- Written problem 1 -
Throughout the records below, switch every occurrence of "rings" to "loops" and leave all other wording unchanged.

- Document -
The Nature of Code - bpierre
http://natureofcode.com/book/introduction/
======
euphemize
This is a great resource by Daniel Shiffman. For those who don't know, The
Nature of Code was a kickstarter project[0] (he also wrote "Learning
Processing" a while ago), and I've contributed to it for the following reason:
I've been around people in the arts field a lot, and when it comes to teaching
them programming from scratch, nothing beats processing. I'm a huge fan of
other languages for my day-to-day use, but for teaching people who have never
seen code before, processing is fantastic. (it might not be a coincidence that
Daniel works in a Fine Arts department)

There's incredible power in being able to immediately visualize any data
structure with such ease. You only need to understand that there's a "setup"

- Data extract -
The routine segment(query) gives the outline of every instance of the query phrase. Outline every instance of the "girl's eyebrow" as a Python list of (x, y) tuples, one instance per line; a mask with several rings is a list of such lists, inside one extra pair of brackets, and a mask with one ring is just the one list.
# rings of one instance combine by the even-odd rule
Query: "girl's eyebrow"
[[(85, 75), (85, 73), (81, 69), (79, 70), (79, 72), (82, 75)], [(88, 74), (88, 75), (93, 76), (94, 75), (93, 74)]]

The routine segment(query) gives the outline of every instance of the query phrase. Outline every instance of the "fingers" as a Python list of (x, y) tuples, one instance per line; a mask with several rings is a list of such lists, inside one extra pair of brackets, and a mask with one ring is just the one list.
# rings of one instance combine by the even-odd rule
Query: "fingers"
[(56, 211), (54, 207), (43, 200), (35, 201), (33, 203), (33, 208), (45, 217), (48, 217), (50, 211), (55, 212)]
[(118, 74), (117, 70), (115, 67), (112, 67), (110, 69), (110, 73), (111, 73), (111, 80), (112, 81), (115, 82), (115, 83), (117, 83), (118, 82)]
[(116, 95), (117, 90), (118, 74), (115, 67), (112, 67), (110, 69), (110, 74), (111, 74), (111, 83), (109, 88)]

- Written problem 2 -
Copy out the entire Nature of Code thread above with no changes.

- Full output 1 -
The routine segment(query) gives the outline of every instance of the query phrase. Outline every instance of the "girl's eyebrow" as a Python list of (x, y) tuples, one instance per line; a mask with several loops is a list of such lists, inside one extra pair of brackets, and a mask with one ring is just the one list.
# loops of one instance combine by the even-odd rule
Query: "girl's eyebrow"
[[(85, 75), (85, 73), (81, 69), (79, 70), (79, 72), (82, 75)], [(88, 74), (88, 75), (93, 76), (94, 75), (93, 74)]]

The routine segment(query) gives the outline of every instance of the query phrase. Outline every instance of the "fingers" as a Python list of (x, y) tuples, one instance per line; a mask with several loops is a list of such lists, inside one extra pair of brackets, and a mask with one ring is just the one list.
# loops of one instance combine by the even-odd rule
Query: "fingers"
[(56, 211), (54, 207), (43, 200), (35, 201), (33, 203), (33, 208), (45, 217), (48, 217), (50, 211), (55, 212)]
[(118, 74), (117, 70), (115, 67), (112, 67), (110, 69), (110, 73), (111, 73), (111, 80), (112, 81), (115, 82), (115, 83), (117, 83), (118, 82)]
[(116, 95), (117, 90), (118, 74), (115, 67), (112, 67), (110, 69), (110, 74), (111, 74), (111, 83), (109, 88)]

- Full output 2 -
The Nature of Code - bpierre
http://natureofcode.com/book/introduction/
======
euphemize
This is a great resource by Daniel Shiffman. For those who don't know, The
Nature of Code was a kickstarter project[0] (he also wrote "Learning
Processing" a while ago), and I've contributed to it for the following reason:
I've been around people in the arts field a lot, and when it comes to teaching
them programming from scratch, nothing beats processing. I'm a huge fan of
other languages for my day-to-day use, but for teaching people who have never
seen code before, processing is fantastic. (it might not be a coincidence that
Daniel works in a Fine Arts department)

There's incredible power in being able to immediately visualize any data
structure with such ease. You only need to understand that there's a "setup"